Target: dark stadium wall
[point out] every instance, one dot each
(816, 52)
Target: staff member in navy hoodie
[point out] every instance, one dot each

# # # # #

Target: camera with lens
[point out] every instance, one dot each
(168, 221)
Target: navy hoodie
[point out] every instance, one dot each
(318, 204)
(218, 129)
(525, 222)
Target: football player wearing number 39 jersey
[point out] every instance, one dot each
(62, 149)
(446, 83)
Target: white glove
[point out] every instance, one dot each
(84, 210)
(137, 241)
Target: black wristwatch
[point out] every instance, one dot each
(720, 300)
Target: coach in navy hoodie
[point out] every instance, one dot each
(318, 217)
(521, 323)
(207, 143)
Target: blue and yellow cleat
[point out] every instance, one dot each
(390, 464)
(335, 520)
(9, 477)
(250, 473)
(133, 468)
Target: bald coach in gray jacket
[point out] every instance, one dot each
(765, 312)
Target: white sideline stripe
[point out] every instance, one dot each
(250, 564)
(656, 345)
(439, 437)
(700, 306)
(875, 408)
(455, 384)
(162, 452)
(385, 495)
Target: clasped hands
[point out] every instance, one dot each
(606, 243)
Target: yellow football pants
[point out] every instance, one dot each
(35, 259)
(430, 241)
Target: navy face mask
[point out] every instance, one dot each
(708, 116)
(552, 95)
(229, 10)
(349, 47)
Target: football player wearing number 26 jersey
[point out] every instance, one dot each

# # # # #

## THE TASK
Copy each line in the entries above where the word "coach" shows up.

## EXPECTED OUTPUT
Target: coach in navy hoodie
Target: bald coach in gray jacket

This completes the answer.